THE TASK: Exactly reproduce the lines from the line that has "such as [1012,132]." down to the last line of the entries, inclusive.

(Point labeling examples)
◆ ◆ ◆ ◆

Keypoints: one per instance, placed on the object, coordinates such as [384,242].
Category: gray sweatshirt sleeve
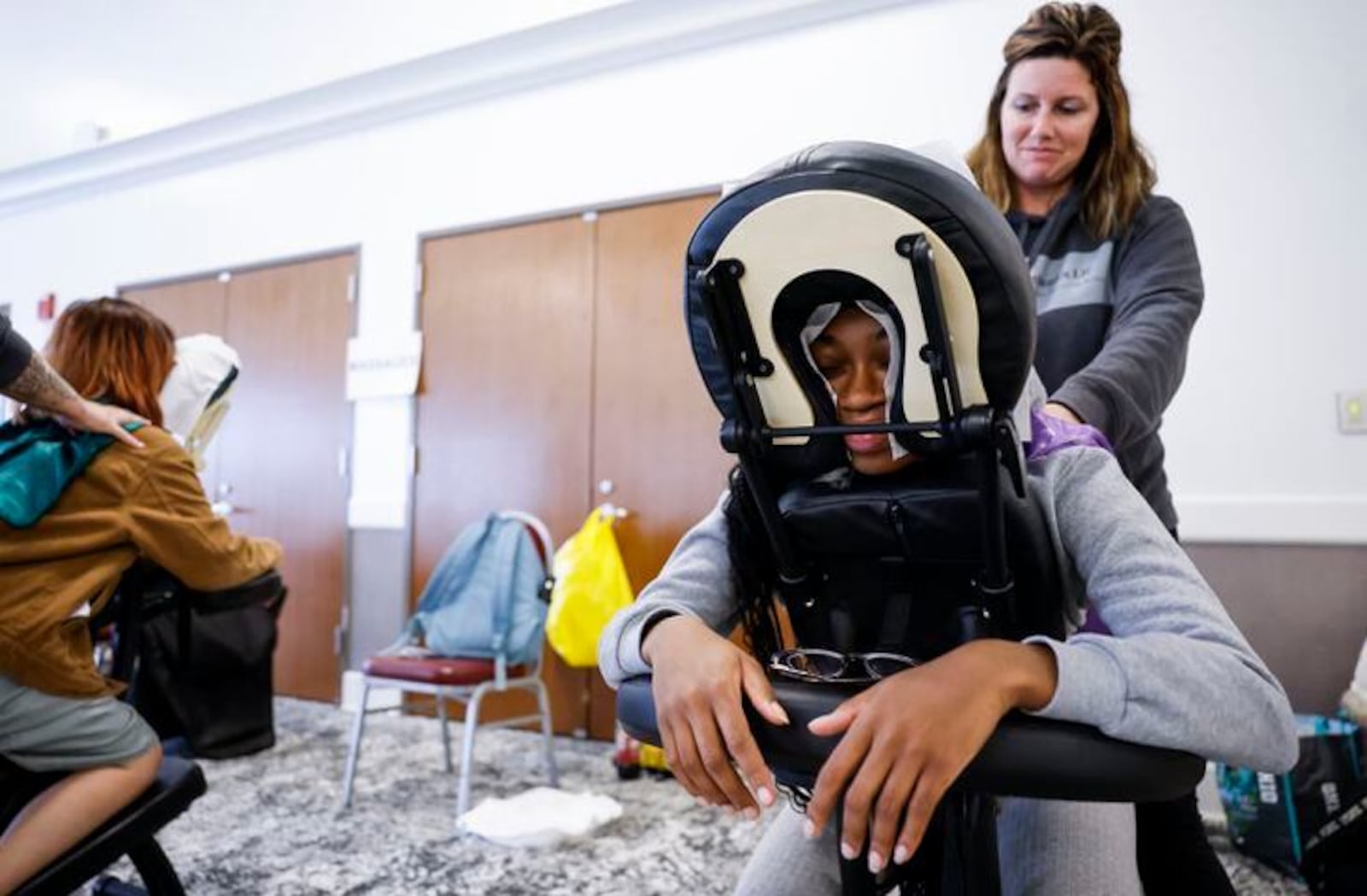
[1176,672]
[696,581]
[1157,298]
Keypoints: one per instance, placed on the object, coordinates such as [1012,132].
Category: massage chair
[198,667]
[915,563]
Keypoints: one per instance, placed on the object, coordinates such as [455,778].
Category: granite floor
[271,824]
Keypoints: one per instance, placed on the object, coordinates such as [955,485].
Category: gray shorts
[43,732]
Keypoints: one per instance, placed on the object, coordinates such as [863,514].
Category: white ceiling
[77,73]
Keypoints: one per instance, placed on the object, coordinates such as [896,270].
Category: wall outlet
[1352,413]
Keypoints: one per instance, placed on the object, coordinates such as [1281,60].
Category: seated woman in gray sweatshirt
[1175,674]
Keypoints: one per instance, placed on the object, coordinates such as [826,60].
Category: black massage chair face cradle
[952,548]
[915,563]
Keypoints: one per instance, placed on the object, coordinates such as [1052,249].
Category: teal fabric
[38,463]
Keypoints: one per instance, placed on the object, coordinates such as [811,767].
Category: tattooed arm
[43,388]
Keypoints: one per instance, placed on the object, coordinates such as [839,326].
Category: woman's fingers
[684,759]
[888,814]
[860,798]
[740,743]
[760,693]
[717,763]
[833,777]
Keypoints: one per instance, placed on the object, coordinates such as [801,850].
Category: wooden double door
[558,376]
[279,460]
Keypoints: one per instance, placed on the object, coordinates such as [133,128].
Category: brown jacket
[127,503]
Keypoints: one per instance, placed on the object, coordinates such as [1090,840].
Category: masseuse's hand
[103,419]
[697,683]
[908,738]
[1061,412]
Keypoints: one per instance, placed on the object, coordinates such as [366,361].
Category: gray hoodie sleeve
[1157,298]
[1176,672]
[696,581]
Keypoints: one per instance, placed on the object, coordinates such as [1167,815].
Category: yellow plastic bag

◆ ◆ ◆ ◆

SOLUTION TO THE PROBLEM:
Keypoints: one per instance, placed on the object, coordinates such as [1012,132].
Category: massage chair
[198,667]
[915,563]
Keypoints: one per instance, placed on the object, coordinates such as [455,778].
Category: granite floor
[271,824]
Keypoints: one per instance, placed on the object, coordinates such as [955,485].
Category: gray shorts
[43,732]
Keypoints: one per instance, placed on the object, coordinates such as [863,514].
Category: white ceiling
[77,73]
Keypoints: one per instance, placed on the object, coordinates such as [896,270].
Category: wall outlet
[1352,413]
Keypoints: one per instance, placed on the object, coordinates such as [1281,60].
Category: seated woman in gray sweatshirt
[1175,674]
Keypoints: one per instance, placed on the object, coordinates such as [826,60].
Category: black massage chair face cradle
[952,548]
[915,563]
Keypoints: one per instance, placed on the object, coordinates such as [1052,249].
Category: teal fabric
[38,463]
Keypoints: one per instance, placed on the object, coordinates such as [811,767].
Category: tattooed arm
[43,388]
Keypoints: one per instance, placed on the object, coordinates such as [839,326].
Category: woman's fingers
[684,759]
[888,814]
[860,798]
[740,743]
[760,693]
[717,763]
[833,777]
Keypoints: one per instance, placed on the object, coordinates such as [801,850].
Category: wooden double door
[558,376]
[279,460]
Keypoints: one per instance, placed on the object, coordinates such as [133,128].
Category: brown jacket
[127,503]
Keypoints: one per instance, placed on the object, coordinates such as [1090,840].
Category: masseuse's hand
[103,419]
[697,683]
[908,738]
[1061,412]
Keypoints: one per instance, placed on the object, coordinates such as [366,361].
Category: gray hoodie sleeve
[1157,298]
[1176,672]
[696,581]
Keypoints: one per instance, placed on the object, coordinates such as [1167,815].
Category: yellow plastic bag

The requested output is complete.